According to the post on text classification below, which model performed best in the experiment?

§ TEXT SHOWN:
====

Search...

Index

Inline evaluation / Guardrails: Ensure good system performance at run-time

This is some text inside of a div block.

Best Model for Text Classification: Gemini Pro, GPT-4 or Claude2?

Comparing GPT3.5 Turbo, GPT-4 Turbo, Claude, and Gemini Pro on classifying customer support tickets.

Author

Anita Kirkovska

Dec 13, 2023

Many of our customers commonly turn to LLMs for classification tasks, making it one of their most frequent use cases.

With the launch of Gemini Pro, we were curious to see if it could deliver better results. So, we set up an experiment to find out.

We compared four models to see which one is the best at figuring out if a customer support ticket has been resolved or not.

In our experiment, Gemini Pro proved to be the best performing model (accuracy & F-score).

Below, we share all our findings and observations.

‍

The Classification task

In our experiment, we compared GPT-3.5 Turbo, GPT-4 Turbo, Claude 2.1 and Gemini Pro to understand which one best identifies if a customer support ticket is resolved.

This initiative was inspired by our customer Pylon, a company that helps B2B companies to interact with their clients on apps they frequently use, like Slack.

Pylon was already running a classifier in production that identified resolved tickets, but they wanted to boost its accuracy. To achieve this, we evaluated different models and prompting techniques to identify the most accurate approach for their use-case.

During the course of this experiment, we realized that the lessons we were learning could benefit all LLM users because classification is such a common use of LLMs.

Today, we're excited to share these insights with everyone, and we hope they prove to be a valuable resource.

‍

Why is this a difficult task

Well, customer conversations can be tricky to classify. Mostly due to the variability in language, nuanced context, and evolving dialogues.

Edge cases

Handling specific edge cases further complicates the process.

For instance, if a vendor replies to a bug report by acknowledging that it’s a known issue, the ticket is considered resolved even though the bug isn’t. However, without the proper guidance, the language model may not always recognize this.

Here’s an example of such conversation, that’s marked as resolved:

A preview of a customer support ticket between a vendor and a customer

Customizing Prompts

Different models may show improved performance with minor modifications to the prompts. Figuring out which prompts work best for each model is a subtle and intricate process.

====

§ DATA PROVIDED:
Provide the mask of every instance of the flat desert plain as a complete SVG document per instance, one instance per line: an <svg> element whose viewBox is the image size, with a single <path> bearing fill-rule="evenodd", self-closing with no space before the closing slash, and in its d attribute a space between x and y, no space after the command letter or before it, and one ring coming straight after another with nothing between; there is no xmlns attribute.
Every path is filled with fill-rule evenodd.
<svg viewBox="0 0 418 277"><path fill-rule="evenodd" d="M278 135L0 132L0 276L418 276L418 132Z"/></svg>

====

§ OUTPUT BELOW: Gemini Pro, by accuracy and F-score.